● **STORED ROWS**:
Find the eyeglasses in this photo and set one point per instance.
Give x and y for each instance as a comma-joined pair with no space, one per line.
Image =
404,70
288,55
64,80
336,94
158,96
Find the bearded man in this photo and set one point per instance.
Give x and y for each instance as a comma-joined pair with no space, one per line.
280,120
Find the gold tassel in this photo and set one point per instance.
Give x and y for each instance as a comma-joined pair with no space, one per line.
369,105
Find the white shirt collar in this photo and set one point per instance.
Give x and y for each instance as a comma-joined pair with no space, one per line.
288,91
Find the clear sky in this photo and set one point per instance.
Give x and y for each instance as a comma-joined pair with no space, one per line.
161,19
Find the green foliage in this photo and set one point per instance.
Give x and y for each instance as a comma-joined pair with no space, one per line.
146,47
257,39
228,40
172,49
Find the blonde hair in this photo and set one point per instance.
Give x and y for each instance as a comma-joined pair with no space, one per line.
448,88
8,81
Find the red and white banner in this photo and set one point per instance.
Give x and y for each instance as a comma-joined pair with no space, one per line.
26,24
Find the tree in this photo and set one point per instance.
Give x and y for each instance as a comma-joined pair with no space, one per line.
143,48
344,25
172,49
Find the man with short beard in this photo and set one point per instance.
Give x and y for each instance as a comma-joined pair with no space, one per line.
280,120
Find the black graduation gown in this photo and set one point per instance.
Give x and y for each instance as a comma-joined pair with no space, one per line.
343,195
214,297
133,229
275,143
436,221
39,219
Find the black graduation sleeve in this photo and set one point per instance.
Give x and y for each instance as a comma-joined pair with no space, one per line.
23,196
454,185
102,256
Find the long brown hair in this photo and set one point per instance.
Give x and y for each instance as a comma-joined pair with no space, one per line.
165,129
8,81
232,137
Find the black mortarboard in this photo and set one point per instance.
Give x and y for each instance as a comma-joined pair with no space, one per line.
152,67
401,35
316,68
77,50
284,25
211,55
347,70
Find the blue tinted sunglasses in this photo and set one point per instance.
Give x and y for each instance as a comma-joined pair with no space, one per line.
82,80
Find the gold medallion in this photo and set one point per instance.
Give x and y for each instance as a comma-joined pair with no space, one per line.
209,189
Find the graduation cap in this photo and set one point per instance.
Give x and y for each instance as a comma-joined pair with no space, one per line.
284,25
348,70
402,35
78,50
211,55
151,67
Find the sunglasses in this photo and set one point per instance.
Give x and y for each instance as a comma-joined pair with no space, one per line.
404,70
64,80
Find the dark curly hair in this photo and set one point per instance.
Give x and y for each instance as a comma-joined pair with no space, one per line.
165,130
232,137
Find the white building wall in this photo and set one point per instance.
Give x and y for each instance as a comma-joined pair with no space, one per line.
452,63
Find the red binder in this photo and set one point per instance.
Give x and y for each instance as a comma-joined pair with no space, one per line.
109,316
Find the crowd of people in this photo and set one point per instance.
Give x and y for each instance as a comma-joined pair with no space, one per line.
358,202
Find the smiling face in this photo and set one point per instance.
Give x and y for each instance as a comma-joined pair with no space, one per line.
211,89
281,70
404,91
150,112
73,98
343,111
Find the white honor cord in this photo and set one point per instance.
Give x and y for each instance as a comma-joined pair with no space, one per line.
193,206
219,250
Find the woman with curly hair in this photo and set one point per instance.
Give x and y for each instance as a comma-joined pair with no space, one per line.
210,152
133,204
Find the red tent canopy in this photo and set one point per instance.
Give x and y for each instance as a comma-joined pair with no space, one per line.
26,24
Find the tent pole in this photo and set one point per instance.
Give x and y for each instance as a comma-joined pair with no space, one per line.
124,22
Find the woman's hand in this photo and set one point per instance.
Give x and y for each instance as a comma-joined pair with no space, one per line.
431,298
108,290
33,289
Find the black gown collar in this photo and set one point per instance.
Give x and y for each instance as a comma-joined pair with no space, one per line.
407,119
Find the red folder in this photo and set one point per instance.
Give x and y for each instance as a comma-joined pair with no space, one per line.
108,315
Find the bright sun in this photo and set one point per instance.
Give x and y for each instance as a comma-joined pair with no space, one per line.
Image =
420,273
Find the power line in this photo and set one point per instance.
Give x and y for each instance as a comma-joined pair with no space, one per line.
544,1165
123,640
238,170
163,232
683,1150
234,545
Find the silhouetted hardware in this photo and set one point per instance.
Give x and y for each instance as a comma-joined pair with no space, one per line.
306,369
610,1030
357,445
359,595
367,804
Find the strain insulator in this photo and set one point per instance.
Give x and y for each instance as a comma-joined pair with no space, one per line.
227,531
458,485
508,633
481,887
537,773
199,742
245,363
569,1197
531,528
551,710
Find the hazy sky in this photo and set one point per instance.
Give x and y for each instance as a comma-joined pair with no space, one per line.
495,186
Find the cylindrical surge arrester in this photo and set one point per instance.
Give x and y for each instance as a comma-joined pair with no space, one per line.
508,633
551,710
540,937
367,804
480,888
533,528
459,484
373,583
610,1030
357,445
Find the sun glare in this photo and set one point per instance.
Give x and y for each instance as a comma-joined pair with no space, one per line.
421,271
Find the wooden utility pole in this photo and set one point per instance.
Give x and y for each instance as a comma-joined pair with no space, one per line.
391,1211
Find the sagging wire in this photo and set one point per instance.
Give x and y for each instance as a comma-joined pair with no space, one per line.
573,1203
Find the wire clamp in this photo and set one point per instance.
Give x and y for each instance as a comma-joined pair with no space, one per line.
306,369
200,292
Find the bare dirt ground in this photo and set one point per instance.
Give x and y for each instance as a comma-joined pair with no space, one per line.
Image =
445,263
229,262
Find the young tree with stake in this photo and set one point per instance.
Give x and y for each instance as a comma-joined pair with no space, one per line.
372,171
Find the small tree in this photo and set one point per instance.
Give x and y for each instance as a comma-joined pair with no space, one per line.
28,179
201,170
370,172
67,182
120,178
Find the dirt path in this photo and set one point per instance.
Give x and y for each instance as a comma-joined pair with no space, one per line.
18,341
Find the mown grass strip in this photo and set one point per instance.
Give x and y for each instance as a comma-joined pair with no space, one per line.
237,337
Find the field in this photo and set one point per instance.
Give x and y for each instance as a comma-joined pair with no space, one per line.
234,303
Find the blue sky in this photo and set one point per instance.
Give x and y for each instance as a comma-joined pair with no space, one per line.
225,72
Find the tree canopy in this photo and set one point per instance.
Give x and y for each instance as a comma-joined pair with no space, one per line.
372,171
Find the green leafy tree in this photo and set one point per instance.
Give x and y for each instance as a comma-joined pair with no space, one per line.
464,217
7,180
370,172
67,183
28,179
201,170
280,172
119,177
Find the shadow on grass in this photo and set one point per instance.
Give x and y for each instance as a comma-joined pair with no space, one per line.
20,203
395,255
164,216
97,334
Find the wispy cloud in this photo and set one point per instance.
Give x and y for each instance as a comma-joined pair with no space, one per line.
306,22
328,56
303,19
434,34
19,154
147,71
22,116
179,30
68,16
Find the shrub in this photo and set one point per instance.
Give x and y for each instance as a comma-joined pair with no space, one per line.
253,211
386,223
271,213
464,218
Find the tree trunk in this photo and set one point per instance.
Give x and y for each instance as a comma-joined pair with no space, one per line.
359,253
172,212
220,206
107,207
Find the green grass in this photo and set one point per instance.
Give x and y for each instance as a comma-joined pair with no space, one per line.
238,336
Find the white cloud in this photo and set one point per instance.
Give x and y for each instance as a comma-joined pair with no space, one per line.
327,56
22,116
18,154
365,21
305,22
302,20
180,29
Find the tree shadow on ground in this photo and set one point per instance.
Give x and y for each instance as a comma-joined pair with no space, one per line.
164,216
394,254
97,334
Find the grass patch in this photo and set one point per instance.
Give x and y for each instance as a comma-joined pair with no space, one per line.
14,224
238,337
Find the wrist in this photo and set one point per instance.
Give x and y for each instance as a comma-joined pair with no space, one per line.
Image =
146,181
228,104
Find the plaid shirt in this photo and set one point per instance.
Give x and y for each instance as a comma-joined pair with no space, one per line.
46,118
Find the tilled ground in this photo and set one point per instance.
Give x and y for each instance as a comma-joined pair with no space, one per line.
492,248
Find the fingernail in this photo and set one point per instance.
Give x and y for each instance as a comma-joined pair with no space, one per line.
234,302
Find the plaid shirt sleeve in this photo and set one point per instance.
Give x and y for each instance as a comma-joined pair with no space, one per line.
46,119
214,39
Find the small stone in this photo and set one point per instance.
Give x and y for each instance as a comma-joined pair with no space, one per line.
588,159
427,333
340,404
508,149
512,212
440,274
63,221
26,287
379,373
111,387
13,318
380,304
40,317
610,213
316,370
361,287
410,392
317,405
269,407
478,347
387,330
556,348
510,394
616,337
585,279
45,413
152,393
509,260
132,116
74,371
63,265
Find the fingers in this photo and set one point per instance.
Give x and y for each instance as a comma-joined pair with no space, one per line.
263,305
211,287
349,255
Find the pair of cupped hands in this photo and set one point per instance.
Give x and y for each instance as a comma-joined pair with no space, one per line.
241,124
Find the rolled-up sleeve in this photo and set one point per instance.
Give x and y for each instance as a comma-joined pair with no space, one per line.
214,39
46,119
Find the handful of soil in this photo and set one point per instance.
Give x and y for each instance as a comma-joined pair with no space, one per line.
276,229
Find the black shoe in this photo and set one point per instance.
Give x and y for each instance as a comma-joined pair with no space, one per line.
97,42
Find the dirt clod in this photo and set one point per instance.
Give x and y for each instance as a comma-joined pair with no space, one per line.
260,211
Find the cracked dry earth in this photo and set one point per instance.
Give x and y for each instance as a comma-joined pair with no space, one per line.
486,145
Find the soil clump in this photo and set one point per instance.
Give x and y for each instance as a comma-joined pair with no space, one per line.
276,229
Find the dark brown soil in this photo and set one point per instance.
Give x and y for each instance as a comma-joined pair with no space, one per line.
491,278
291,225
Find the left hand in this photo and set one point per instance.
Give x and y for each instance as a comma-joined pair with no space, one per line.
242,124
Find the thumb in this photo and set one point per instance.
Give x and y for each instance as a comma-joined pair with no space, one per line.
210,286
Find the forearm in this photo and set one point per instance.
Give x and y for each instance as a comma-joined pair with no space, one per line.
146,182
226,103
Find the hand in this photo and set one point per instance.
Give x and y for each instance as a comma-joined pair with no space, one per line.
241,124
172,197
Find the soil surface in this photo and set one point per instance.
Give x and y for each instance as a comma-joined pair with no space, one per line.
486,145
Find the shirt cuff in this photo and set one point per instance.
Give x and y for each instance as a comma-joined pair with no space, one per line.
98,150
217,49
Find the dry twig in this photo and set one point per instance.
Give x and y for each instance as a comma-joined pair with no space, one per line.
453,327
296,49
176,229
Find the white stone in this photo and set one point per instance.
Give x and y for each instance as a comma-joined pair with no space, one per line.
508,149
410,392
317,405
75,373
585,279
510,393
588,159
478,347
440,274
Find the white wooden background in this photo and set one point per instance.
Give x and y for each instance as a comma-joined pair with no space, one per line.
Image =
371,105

● **REQUEST**:
Reproduce word for word every line of the material above from the line containing "Find the white wooden" through its last line.

● **RESULT FOR THIS EXERCISE**:
Find the white wooden background in this photo and set one point per instance.
Give x and y for each instance as a comma-joined pair with no space, one per line.
Image =
371,105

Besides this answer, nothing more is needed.